__COMPLETE THE FOLLOWING__.
[1] In the article on Israeli actions in Syria, turn the paragraph beginning "Israeli forces erected checkpoints" into a short bulleted list that keeps its main facts.
[2] Pick up the article on Israeli actions in Syria after its final sentence and write the next few paragraphs.

__SELECTED EXTRACT__.
Israeli troops had raided the village — not for the first time — seeking to capture, as they said, members of a militant group planning attacks into Israel. Israel said militants opened fire at the troops, wounding six, and that troops returned fire and brought in air support.
Hamadeh, like others in Beit Jin, dismissed Israel’s claims of militants operating in the village. The residents said armed villagers confronted Israeli soldiers they saw as invaders, only to be met with Israeli tank and artillery fire, followed by a drone strike. The government in Damascus called it a “massacre.”
The raid and similar recent Israeli actions inside Syria have increased tensions, frustrated locals and also scuttled chances — despite US pressure — of any imminent thaw in relations between the two neighbors.
An expanding Israeli presence
An Israeli-Syria rapprochement seemed possible last December, after Sunni Islamist-led rebels overthrew autocratic Syrian President Bashar Assad, a close ally of Iran, Israel’s archenemy.
Syria’s interim president, Ahmad Al-Sharaa, who led the rebels who took over the country, said he has no desire for a conflict with Israel. But Israel was suspicious, mistrusting Al-Sharaa because of his militant past and his group’s history of aligning with Al-Qaeda.
Israeli forces quickly moved to impose a new reality on the ground. They mobilized into the UN-mandated buffer zone in southern Syria next to the Golan Heights, which Israel captured from Syria during the 1967 Mideast war and later annexed — a move not recognized by most of the international community.
Israeli forces erected checkpoints and military installations, including on a hilltop that overlooks wide swaths of Syria. They set up landing pads on strategic Mt. Hermon nearby. Israeli reconnaissance drones frequently fly over surrounding Syrian towns, with residents often sighting Israeli tanks and Humvee vehicles patrolling those areas.

__GIVEN DATA__.

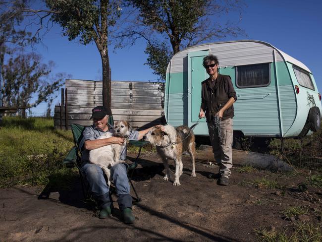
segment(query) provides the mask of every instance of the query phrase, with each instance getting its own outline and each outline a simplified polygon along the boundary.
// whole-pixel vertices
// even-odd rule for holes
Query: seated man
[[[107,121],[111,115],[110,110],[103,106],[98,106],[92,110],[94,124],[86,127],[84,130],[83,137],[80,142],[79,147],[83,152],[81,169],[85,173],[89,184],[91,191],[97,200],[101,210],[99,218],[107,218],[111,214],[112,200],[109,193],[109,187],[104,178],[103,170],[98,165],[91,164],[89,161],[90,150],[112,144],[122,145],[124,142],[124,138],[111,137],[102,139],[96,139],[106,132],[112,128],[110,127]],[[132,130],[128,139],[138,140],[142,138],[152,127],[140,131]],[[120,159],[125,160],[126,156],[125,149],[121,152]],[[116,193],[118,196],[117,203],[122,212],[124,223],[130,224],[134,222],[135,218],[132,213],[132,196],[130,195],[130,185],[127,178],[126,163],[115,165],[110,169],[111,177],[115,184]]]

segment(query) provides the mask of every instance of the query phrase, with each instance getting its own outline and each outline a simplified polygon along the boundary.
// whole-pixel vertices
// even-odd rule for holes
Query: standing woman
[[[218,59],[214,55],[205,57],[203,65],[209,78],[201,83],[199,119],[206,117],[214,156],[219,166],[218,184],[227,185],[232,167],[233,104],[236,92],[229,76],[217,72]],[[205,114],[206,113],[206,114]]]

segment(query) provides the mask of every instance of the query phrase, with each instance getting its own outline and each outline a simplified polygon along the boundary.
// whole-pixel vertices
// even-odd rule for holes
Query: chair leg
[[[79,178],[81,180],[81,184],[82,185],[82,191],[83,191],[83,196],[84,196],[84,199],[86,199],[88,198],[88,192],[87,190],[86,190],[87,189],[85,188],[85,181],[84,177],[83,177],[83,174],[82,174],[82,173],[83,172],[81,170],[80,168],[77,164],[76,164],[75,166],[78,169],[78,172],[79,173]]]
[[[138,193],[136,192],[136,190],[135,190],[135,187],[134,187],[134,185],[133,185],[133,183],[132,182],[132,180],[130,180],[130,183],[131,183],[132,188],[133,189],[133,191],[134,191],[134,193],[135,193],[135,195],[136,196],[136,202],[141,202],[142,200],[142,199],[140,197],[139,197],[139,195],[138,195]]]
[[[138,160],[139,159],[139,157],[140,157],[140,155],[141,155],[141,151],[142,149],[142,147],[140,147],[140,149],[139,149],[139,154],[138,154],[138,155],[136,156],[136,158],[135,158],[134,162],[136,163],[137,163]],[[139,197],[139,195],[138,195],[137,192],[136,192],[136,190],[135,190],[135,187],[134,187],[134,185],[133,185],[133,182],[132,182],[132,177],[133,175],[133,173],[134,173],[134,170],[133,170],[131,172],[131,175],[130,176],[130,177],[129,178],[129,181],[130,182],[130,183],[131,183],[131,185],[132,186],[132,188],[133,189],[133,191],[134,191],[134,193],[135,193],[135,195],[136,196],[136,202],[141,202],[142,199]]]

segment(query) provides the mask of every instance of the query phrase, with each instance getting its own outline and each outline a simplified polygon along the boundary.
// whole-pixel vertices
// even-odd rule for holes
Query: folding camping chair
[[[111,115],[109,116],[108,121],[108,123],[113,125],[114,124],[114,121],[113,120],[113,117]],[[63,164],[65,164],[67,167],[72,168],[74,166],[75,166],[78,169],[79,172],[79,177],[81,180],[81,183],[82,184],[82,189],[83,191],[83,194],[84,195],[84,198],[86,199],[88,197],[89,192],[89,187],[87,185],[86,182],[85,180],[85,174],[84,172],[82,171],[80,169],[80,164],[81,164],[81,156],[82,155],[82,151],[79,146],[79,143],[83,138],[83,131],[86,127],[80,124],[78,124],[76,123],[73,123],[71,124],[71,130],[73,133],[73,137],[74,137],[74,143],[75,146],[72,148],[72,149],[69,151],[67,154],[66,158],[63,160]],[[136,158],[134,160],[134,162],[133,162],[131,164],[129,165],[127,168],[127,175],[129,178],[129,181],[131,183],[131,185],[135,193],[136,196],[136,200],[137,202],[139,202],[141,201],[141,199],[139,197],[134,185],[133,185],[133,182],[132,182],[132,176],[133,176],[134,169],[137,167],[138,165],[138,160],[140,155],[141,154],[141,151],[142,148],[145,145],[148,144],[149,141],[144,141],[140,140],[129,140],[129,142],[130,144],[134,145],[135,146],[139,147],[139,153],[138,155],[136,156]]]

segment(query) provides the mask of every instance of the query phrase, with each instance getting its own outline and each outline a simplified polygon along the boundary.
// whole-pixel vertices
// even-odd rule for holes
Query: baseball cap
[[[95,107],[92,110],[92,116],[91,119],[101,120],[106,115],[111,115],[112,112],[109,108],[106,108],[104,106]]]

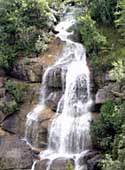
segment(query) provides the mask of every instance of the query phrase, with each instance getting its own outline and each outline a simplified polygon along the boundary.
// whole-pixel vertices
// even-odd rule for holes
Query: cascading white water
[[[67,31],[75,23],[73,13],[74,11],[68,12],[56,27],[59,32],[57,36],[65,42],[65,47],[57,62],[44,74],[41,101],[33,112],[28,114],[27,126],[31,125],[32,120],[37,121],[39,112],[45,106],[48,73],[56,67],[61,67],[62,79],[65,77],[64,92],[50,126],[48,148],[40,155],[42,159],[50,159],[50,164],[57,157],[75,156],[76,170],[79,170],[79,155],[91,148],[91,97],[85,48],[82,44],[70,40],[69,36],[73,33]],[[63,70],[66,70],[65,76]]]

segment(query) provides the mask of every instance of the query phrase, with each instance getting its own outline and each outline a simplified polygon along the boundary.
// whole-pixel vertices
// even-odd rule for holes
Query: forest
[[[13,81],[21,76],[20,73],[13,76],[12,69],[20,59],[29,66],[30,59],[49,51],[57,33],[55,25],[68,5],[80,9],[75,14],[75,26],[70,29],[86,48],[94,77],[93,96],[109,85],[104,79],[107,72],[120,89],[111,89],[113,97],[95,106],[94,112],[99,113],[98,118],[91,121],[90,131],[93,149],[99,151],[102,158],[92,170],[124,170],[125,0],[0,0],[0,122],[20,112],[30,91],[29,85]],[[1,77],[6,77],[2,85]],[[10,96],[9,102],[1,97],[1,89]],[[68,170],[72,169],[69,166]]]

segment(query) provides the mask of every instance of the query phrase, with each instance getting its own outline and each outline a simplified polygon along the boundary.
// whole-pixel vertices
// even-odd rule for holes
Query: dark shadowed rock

__OUTPUTS IN ORDER__.
[1]
- Israeli forces built checkpoints and military installations, one on a hilltop overlooking wide areas of Syria.
- They set up landing pads on nearby Mt. Hermon.
- Israeli reconnaissance drones often fly over nearby Syrian towns.
- Residents often see Israeli tanks and Humvees patrolling those areas.

[2]
Israel has said its presence is temporary to clear out pro-Assad remnants and militants — to protect Israel from attacks. But it has given no indication its forces would leave anytime soon. Talks between the two countries to reach a security agreement have so far yielded no result.
Ghosts of Lebanon and Gaza
The events in neighboring Lebanon, which shares a border with both Israel and Syria, and the two-year war in Gaza between Israel and the militant Palestinian group Hamas have also raised concerns among Syrians that Israel plans a permanent land grab in southern Syria.
Israeli forces still have a presence in southern Lebanon, over a year since a US-brokered ceasefire halted the latest Israel-Hezbollah war. That war began a day after Hamas attacked southern Israel on Oct. 7, 2023, with Hezbollah firing rockets into Israel in solidarity with its ally Hamas.
Israel’s operations in Lebanon, which included bombardment across the tiny country and a ground incursion last year, have severely weakened Hezbollah.
Today, Israel still controls five hilltop points in southern Lebanon, launches near-daily airstrikes against alleged Hezbollah targets and flies reconnaissance drones over the country, sometimes also carrying out overnight ground incursions.
In Gaza, where US President Donald Trump’s 20-point ceasefire deal has brought about a truce between Israel and Hamas, similar buffer zones under Israeli control are planned even after Israel eventually withdraws from the more than half of the territory it still controls.
At a meeting of regional leaders and international figures earlier this month in Doha, Qatar, Al-Sharaa accused Israel of using imagined threats to justify aggressive actions.
“All countries support an Israeli withdrawal” from Syria to the lines prior to Assad’s ouster, he said, adding that it was the only way for both Syria and Israel to “emerge in a state of safety.”
Syria’s myriad problems
The new leadership in Damascus has had a multitude of challenges since ousting Assad.
Al-Sharaa’s government has been unable to implement a deal with local Kurdish-led authorities in northeast Syria, and large areas of southern Sweida province are now under a de facto administration led by the Druze religious minority, following sectarian clashes there in mid-July with local Bedouin clans.
Syrian government forces intervened, effectively siding with the Bedouins. Hundreds of civilians, mostly Druze, were killed, many by government fighters. Over half of the roughly 1 million Druze worldwide live in Syria. Most other Druze live in Lebanon and Israel, including in the Golan Heights.
Israel, which has cast itself as a defender of the Druze, though many of them in Syria are critical of its intentions, has also made overtures to Kurds in Syria.
“The Israelis here are pursuing a very dangerous strategy,” said Michael Young, Senior Editor at the Beirut-based Malcolm H. Kerr Carnegie Middle East Center.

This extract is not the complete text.